§ **What is needed**
Please rewrite the stretch of material from the line containing "Where can the marble statue" through the line containing "point(302, 73)", replacing "cornice" with "molding" and leaving everything else unchanged.

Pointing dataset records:
___
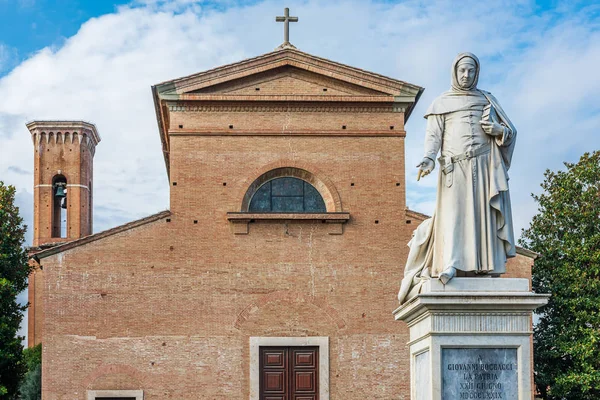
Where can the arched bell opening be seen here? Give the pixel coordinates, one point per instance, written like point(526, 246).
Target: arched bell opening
point(59, 206)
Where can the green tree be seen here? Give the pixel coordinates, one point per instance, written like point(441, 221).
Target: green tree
point(566, 232)
point(31, 386)
point(13, 280)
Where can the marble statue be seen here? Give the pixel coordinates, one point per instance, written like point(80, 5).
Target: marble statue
point(471, 230)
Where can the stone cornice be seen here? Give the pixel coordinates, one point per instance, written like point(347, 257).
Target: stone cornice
point(66, 130)
point(284, 107)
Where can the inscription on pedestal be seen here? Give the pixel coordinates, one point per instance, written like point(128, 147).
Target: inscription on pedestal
point(479, 374)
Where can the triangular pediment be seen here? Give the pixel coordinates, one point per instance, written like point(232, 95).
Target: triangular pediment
point(289, 80)
point(285, 75)
point(302, 73)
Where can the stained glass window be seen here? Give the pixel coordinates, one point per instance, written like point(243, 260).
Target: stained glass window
point(287, 195)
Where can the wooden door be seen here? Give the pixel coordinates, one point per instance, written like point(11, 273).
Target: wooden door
point(289, 373)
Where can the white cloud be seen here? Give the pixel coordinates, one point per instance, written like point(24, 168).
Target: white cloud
point(541, 67)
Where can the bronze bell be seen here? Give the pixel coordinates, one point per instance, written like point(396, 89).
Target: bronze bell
point(60, 191)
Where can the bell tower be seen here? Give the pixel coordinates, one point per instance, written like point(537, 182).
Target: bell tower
point(62, 197)
point(63, 177)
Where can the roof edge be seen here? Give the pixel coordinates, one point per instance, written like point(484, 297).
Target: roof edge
point(43, 253)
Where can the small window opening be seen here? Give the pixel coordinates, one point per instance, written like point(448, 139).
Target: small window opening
point(59, 207)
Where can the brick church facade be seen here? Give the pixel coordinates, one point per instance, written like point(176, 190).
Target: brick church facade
point(275, 271)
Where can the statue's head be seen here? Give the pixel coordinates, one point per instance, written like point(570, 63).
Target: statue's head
point(465, 72)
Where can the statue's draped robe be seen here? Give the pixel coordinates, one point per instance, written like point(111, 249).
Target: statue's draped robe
point(471, 228)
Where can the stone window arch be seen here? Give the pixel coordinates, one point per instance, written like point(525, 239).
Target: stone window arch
point(290, 190)
point(287, 194)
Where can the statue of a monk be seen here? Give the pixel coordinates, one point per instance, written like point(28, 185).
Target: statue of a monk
point(471, 230)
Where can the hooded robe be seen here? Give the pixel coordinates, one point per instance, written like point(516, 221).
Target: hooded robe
point(471, 228)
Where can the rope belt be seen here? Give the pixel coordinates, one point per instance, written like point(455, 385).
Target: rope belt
point(472, 153)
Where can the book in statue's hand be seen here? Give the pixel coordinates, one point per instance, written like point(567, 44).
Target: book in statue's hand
point(489, 113)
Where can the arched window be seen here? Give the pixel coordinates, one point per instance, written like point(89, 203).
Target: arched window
point(287, 195)
point(59, 206)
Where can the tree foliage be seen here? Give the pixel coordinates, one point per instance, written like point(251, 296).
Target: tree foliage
point(13, 280)
point(31, 386)
point(566, 232)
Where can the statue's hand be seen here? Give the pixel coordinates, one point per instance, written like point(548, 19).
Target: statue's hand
point(492, 128)
point(425, 167)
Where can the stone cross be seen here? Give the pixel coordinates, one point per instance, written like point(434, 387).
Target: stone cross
point(286, 19)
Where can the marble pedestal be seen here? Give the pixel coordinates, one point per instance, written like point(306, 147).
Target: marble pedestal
point(471, 339)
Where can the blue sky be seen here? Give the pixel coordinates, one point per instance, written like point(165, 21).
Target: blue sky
point(96, 60)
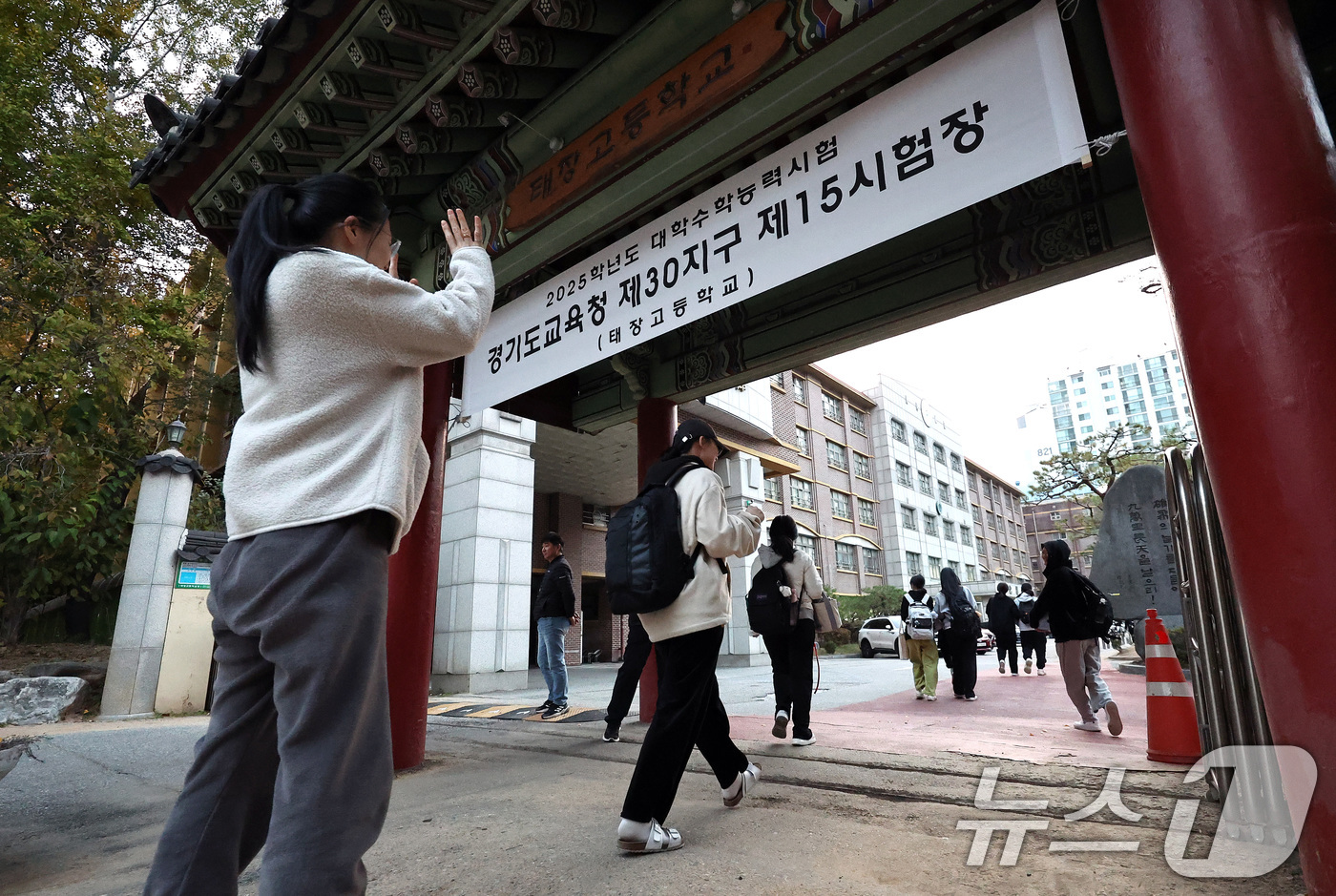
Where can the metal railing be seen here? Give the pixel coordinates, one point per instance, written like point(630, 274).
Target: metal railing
___
§ **Answer for this exercise**
Where can the marble statue be seen here? Give the pixel coordinates, one point per instance, written like point(80, 5).
Target: marble statue
point(471, 230)
Where can the stone molding be seen here? Give the pixel coordinates, one point per instance, written like point(347, 257).
Target: stone molding
point(66, 130)
point(284, 107)
Where can the inscription on pedestal be seen here? Give the pixel coordinates, one point per instance, written like point(128, 147).
Target: inscription on pedestal
point(479, 374)
Where can the triangular pediment be seen here? Give the pixel coordinates, one point per instance, written like point(232, 95).
Target: triangular pediment
point(289, 80)
point(285, 75)
point(302, 73)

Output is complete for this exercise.